— BEGIN Passage shown —

# Skid Steer Studded Tires



## I_SKI_DO_U (Nov 29, 2004)

I was wondering if anybody has experience with studding or using studded tires on skid steers? My older John Deere skid steer doesn't have the clearances to run chains. With a steep driveway and some season long icy spots, I have trouble from time to time pushing snow up the hill and sledding down the hill.


----------



## Dwan (Mar 24, 2004)

Check with your local tire shop to see if they can sipe them. Nest time you need new tires buy a set of recaps with walnut shells imbedded in them. or If you could find them I had a set molede with lath shavenings in the caps. Just don't rest your hands on the tires. 

I am curently running recaps that were siped and they work great.


----------



## ProWorkz.com (Nov 29, 2004)

*studded tires*

If I remember correctly Bobcat sells a set of studded snow tires..


----------



## Dwan (Mar 24, 2004)

It would be worth a try but I would think that draging the tires around would pull te studs.
If you do try it please let us all know how it works out.


----------



## ProWorkz.com (Nov 29, 2004)

*studded tires*

I agree with the studs coming out theory. You would have studded tires for just about an hour..... Then it would be time to chain up again....


----------



## I_SKI_DO_U (Nov 29, 2004)

Thanks for the comments. I think I will give some screw-in type studs a try on a couple of old tires. Since my drive is gravel, steep, covered with ice and snow, don't have much to loose. Sort of fun going backwards while watching the tires going forward. The other option is to off-set my rims or find a set of off-set rims to get the clearance I need for chains. I have a John Deere 125 Skidsteer and do not know what wheels might interchange with it.


----------



## ProWorkz.com (Nov 29, 2004)

*Avs*

AVS will soon be selling a bolt on track system that will enable all rubber tire skid steers to turn into full track machines. Tracks do not always work best in the snow. But for some type of snow removal, they work well. And for the guys who use their skids steers in the summer for dirt work should really love the new track option.....


----------



## Randy Scott (Nov 6, 2000)

SnowWolf, maker of plows for equipment, show that they have some tires for skid-steers with or without studs that they call " Wolf Paws". Looks like something new for this year. Don't see a website on their ad, but they give a toll free number 1-800-905-2265.


----------



## extremsnomobile (Dec 3, 2004)

just throw some shet metal hex screws in teh thickest part of teh tire and if u have no inertube run fixa flat in the tire to help air loss


----------



## timm9 (Dec 19, 2001)

Just took delivery of a new Toolcat. First thing I did was take it to my tire guy and had studded mud & snows installed. Interestingly enough, my tire guy told me the tires that came on the unit are not DOT approved. When I ordered it I intentionally had the "street legal" options added for the purpose of running on streets. When I was at the dealer I saw tires that they had for sale around $250.00 a piece. The studded tires I had installed were just under $500.00 for all four and rated for 9,000 lbs.


----------

— END Passage shown —

- _What you need to do_
In the thread on skid steer studded tires, why can't the original poster run chains on the older John Deere skid steer?

— BEGIN Dataset entries —

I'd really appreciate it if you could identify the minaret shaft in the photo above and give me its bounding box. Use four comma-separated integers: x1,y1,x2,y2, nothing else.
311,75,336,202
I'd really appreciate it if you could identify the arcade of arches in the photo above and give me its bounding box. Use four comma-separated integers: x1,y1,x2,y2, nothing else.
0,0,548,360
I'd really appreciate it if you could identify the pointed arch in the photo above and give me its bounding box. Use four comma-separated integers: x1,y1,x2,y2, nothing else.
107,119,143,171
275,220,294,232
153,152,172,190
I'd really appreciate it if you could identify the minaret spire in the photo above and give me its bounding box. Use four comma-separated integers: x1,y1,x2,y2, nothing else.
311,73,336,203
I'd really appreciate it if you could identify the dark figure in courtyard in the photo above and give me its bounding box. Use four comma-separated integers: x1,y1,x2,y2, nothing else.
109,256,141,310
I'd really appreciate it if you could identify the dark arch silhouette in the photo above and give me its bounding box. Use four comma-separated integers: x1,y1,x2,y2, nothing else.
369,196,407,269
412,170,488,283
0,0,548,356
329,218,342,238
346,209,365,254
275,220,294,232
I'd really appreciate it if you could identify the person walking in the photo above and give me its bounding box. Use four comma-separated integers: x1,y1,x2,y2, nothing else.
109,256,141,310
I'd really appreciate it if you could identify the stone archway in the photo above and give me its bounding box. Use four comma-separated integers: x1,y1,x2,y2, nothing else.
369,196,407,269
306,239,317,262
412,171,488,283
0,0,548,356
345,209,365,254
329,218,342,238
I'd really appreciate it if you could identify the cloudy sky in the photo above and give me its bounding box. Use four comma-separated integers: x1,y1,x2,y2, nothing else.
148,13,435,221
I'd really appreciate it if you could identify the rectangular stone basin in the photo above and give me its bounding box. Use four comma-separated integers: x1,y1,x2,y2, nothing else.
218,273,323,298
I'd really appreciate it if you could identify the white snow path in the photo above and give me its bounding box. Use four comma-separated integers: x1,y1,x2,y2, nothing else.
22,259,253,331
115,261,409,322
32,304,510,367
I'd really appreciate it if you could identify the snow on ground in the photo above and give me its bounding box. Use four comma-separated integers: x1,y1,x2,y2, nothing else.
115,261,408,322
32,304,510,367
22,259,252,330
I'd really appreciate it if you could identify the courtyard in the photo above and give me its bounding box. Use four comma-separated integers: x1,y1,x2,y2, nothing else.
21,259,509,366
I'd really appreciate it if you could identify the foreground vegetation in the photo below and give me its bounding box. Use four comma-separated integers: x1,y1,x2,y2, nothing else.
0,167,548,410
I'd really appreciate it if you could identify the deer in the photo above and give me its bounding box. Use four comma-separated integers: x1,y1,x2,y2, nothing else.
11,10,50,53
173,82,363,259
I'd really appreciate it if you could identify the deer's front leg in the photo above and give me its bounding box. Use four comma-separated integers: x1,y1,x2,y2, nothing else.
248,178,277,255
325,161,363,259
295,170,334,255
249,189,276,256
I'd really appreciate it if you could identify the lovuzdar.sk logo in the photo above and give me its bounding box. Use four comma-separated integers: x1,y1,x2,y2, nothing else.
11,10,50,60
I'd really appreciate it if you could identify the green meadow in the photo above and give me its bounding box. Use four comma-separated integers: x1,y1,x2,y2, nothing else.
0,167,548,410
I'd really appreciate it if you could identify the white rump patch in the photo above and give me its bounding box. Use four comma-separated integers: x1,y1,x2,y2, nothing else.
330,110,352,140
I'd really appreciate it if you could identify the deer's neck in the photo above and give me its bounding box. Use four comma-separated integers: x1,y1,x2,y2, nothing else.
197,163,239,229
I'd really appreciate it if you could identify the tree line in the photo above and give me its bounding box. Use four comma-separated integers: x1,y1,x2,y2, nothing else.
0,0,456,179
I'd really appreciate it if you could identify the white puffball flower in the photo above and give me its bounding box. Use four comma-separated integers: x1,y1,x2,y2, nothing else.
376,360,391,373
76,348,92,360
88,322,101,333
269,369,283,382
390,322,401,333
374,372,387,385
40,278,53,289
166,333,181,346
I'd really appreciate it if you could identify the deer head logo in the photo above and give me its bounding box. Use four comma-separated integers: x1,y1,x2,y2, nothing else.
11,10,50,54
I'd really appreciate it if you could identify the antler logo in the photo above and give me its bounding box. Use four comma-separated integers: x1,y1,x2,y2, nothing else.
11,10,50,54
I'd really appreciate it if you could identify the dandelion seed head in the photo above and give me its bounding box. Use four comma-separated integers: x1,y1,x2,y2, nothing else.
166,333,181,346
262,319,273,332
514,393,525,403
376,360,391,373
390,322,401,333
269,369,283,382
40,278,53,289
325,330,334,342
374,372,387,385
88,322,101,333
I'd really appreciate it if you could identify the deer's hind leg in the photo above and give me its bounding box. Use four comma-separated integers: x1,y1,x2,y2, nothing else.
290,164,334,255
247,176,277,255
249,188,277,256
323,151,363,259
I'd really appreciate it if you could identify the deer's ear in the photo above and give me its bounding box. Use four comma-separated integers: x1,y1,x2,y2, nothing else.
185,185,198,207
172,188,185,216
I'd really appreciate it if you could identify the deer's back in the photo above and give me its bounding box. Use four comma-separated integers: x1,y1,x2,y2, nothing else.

— END Dataset entries —

- _Completed exercise_
The machine doesn't have the clearances to run chains.